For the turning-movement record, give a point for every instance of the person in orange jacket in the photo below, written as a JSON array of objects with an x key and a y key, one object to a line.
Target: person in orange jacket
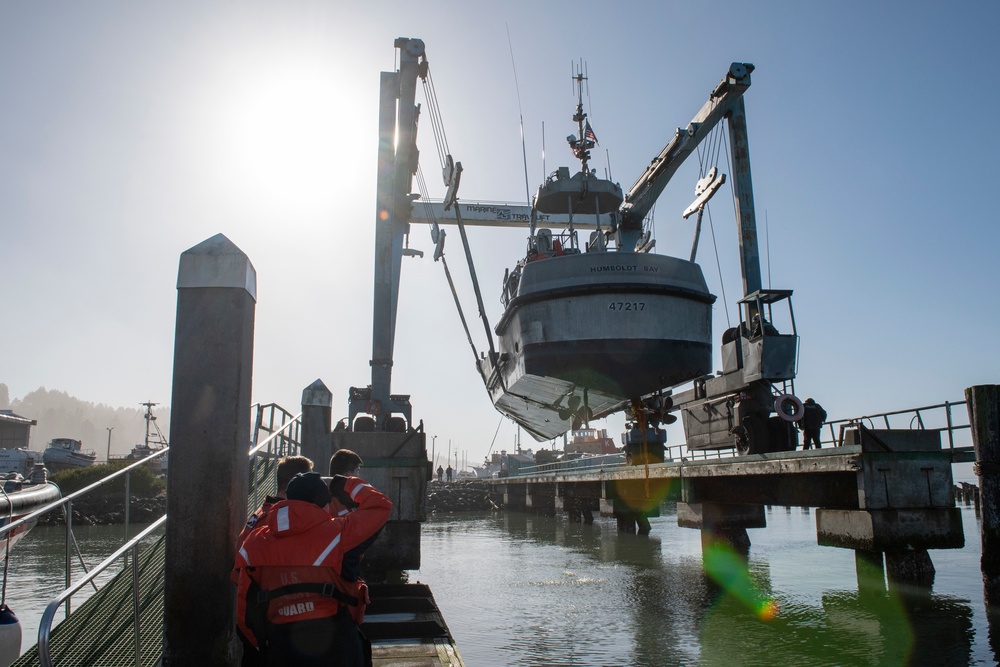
[
  {"x": 293, "y": 596},
  {"x": 288, "y": 467}
]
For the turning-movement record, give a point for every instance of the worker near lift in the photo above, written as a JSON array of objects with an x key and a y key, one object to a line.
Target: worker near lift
[
  {"x": 288, "y": 467},
  {"x": 297, "y": 602},
  {"x": 813, "y": 417},
  {"x": 346, "y": 463}
]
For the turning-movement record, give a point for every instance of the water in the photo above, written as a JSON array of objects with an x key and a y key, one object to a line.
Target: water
[
  {"x": 533, "y": 591},
  {"x": 37, "y": 570},
  {"x": 538, "y": 591}
]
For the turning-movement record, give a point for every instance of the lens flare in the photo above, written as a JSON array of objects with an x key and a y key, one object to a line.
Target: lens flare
[{"x": 729, "y": 570}]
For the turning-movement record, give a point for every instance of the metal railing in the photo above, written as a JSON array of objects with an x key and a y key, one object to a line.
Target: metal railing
[
  {"x": 66, "y": 504},
  {"x": 942, "y": 417},
  {"x": 282, "y": 430},
  {"x": 130, "y": 548},
  {"x": 950, "y": 418}
]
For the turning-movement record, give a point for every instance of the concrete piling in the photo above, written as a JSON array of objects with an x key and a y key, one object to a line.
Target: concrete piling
[
  {"x": 209, "y": 443},
  {"x": 983, "y": 403}
]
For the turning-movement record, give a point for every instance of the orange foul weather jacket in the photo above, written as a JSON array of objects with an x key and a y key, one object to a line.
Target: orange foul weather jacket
[{"x": 298, "y": 543}]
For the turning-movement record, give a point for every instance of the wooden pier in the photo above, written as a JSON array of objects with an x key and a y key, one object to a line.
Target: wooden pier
[{"x": 889, "y": 492}]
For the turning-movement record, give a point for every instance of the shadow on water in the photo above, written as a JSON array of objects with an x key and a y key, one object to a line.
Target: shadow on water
[{"x": 586, "y": 595}]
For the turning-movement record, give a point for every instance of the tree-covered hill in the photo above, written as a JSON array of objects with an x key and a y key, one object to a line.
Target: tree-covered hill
[{"x": 60, "y": 415}]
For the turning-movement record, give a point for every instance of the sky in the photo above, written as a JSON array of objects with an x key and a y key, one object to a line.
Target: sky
[{"x": 134, "y": 131}]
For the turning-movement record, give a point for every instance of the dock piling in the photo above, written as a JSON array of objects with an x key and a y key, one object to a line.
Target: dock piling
[
  {"x": 209, "y": 443},
  {"x": 317, "y": 424},
  {"x": 983, "y": 403}
]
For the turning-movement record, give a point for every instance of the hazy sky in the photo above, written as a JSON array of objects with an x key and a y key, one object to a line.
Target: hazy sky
[{"x": 134, "y": 131}]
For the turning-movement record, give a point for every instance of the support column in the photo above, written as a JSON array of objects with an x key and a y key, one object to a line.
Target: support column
[
  {"x": 722, "y": 522},
  {"x": 209, "y": 436},
  {"x": 515, "y": 497},
  {"x": 541, "y": 499},
  {"x": 317, "y": 423},
  {"x": 870, "y": 570},
  {"x": 983, "y": 402}
]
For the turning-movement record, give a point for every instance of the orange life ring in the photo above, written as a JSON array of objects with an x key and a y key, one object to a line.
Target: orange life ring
[{"x": 789, "y": 407}]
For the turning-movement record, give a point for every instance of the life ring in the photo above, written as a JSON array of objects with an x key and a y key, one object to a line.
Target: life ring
[{"x": 789, "y": 407}]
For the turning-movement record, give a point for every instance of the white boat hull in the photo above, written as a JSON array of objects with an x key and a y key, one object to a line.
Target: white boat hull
[{"x": 614, "y": 325}]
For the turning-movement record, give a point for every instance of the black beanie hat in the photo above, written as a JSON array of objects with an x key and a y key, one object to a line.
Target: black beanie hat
[{"x": 310, "y": 487}]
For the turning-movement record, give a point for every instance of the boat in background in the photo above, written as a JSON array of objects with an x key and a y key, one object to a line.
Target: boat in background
[
  {"x": 588, "y": 327},
  {"x": 21, "y": 461},
  {"x": 153, "y": 443},
  {"x": 67, "y": 454}
]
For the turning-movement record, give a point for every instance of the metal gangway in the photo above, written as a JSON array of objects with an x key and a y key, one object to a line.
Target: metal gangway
[
  {"x": 950, "y": 419},
  {"x": 122, "y": 622}
]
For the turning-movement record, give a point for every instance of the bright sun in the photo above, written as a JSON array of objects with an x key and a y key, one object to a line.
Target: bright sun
[{"x": 296, "y": 136}]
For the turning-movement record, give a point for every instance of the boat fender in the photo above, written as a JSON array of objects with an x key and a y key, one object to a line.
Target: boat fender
[
  {"x": 10, "y": 636},
  {"x": 789, "y": 407}
]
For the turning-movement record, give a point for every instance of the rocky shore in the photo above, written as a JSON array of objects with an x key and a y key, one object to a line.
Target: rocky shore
[
  {"x": 103, "y": 510},
  {"x": 465, "y": 496},
  {"x": 442, "y": 497}
]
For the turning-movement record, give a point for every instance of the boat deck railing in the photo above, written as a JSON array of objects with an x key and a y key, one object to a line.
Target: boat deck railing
[
  {"x": 950, "y": 419},
  {"x": 122, "y": 622}
]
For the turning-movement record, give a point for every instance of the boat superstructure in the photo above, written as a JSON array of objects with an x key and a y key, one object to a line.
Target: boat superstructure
[
  {"x": 66, "y": 454},
  {"x": 153, "y": 442},
  {"x": 589, "y": 326},
  {"x": 595, "y": 327}
]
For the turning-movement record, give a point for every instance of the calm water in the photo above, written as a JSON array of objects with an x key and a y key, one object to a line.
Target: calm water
[
  {"x": 520, "y": 590},
  {"x": 535, "y": 591}
]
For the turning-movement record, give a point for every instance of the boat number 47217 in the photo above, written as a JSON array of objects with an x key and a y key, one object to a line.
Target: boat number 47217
[{"x": 627, "y": 305}]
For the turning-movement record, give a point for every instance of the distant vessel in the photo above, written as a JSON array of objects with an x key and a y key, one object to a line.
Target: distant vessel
[
  {"x": 587, "y": 327},
  {"x": 66, "y": 454},
  {"x": 21, "y": 461},
  {"x": 152, "y": 444},
  {"x": 592, "y": 441}
]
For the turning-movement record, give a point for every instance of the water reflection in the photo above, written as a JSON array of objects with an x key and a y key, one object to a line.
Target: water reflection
[{"x": 563, "y": 593}]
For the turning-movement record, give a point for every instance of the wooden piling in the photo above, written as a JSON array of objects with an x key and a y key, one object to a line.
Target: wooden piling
[
  {"x": 209, "y": 443},
  {"x": 317, "y": 423},
  {"x": 983, "y": 402}
]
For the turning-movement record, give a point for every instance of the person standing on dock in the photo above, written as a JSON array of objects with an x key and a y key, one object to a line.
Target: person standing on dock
[
  {"x": 297, "y": 599},
  {"x": 813, "y": 417},
  {"x": 288, "y": 467},
  {"x": 345, "y": 463}
]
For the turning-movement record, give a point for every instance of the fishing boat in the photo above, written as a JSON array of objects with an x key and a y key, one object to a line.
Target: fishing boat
[
  {"x": 66, "y": 454},
  {"x": 19, "y": 460},
  {"x": 587, "y": 327},
  {"x": 153, "y": 443}
]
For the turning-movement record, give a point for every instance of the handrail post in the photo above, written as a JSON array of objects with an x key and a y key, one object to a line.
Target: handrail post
[
  {"x": 951, "y": 433},
  {"x": 128, "y": 501},
  {"x": 69, "y": 549},
  {"x": 135, "y": 605}
]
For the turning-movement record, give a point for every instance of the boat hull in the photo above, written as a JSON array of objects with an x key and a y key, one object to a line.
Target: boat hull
[
  {"x": 16, "y": 504},
  {"x": 592, "y": 331}
]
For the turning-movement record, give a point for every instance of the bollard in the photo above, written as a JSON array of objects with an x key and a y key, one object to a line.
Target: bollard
[
  {"x": 983, "y": 402},
  {"x": 209, "y": 443},
  {"x": 317, "y": 421}
]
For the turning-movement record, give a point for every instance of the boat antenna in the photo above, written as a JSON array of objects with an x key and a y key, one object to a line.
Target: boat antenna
[
  {"x": 767, "y": 245},
  {"x": 581, "y": 147},
  {"x": 520, "y": 114},
  {"x": 544, "y": 173}
]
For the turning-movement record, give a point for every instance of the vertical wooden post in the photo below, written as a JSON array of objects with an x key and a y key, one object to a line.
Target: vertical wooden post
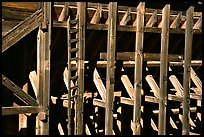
[
  {"x": 164, "y": 69},
  {"x": 187, "y": 68},
  {"x": 81, "y": 11},
  {"x": 43, "y": 67},
  {"x": 138, "y": 69},
  {"x": 110, "y": 69}
]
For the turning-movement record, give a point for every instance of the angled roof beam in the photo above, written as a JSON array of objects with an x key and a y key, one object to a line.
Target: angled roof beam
[
  {"x": 21, "y": 30},
  {"x": 18, "y": 91}
]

===============

[AIM OF THE TASK]: Extract only the lines from the one that contains "the boat antenna" through the end of the records, inclusive, and omit every picture.

[COMPLETE ANSWER]:
For the turning-movement record, give a point for every instance of the boat antenna in the photo above, written as a JSON array of objects with an x key and a y key, one object to a line.
Target: boat antenna
[
  {"x": 767, "y": 245},
  {"x": 581, "y": 147},
  {"x": 520, "y": 114},
  {"x": 544, "y": 173}
]
For the turning-movement record, give a point for every instance of the vertical wooden post in the photo below, written as a JSON array of objects with an x key and a y key, one object to a line.
Target: vertical wooden post
[
  {"x": 164, "y": 69},
  {"x": 187, "y": 68},
  {"x": 81, "y": 11},
  {"x": 43, "y": 67},
  {"x": 138, "y": 69},
  {"x": 110, "y": 69}
]
For the turning-movement record, give a point for every instance of the angled roof beam in the photo above, written as a JSON array of objects with an x key and a y key, one object to a line.
Target: angled roof beam
[
  {"x": 21, "y": 30},
  {"x": 18, "y": 91}
]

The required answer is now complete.